----- Supplied records

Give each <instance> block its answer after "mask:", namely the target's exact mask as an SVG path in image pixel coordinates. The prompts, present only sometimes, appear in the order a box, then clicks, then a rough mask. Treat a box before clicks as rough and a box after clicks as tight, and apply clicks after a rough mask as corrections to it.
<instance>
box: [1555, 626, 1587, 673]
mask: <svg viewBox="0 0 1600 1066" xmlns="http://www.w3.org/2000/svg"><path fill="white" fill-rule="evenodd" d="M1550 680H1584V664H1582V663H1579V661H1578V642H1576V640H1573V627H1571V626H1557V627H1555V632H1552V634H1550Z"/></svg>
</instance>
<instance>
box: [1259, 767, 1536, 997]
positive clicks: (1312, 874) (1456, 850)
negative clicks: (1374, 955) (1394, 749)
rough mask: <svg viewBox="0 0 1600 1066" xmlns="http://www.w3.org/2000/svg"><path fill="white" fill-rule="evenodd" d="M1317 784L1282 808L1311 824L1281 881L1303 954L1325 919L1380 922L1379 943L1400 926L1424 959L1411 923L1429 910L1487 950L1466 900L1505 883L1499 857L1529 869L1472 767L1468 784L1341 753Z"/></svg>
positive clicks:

----------

Instruction:
Rewrite the lines above, changing every "rough mask" to "coarse mask" and leaving everything else as it is.

Response area:
Give each <instance> block its answer after "mask:", namely the target's exact mask as an SVG path in image pixel coordinates. The prompts, present only sometimes, appear in the order a box, then clicks, then a coarse mask. Treat a box before clicks as rough and a box after clicks as tight, and apply clicks after a coarse mask as corrections to it.
<instance>
box: [1555, 626, 1587, 673]
mask: <svg viewBox="0 0 1600 1066" xmlns="http://www.w3.org/2000/svg"><path fill="white" fill-rule="evenodd" d="M1550 680H1584V664H1582V663H1579V661H1578V642H1576V640H1573V627H1571V626H1557V627H1555V632H1552V634H1550Z"/></svg>
</instance>
<instance>
box: [1259, 767, 1536, 997]
positive clicks: (1312, 874) (1456, 850)
negative clicks: (1374, 955) (1394, 749)
coarse mask: <svg viewBox="0 0 1600 1066" xmlns="http://www.w3.org/2000/svg"><path fill="white" fill-rule="evenodd" d="M1317 784L1282 808L1311 824L1281 881L1303 954L1325 919L1380 922L1379 943L1400 926L1424 959L1411 923L1429 910L1487 950L1466 900L1505 883L1499 857L1529 869L1472 767L1468 784L1341 753Z"/></svg>
positive clicks:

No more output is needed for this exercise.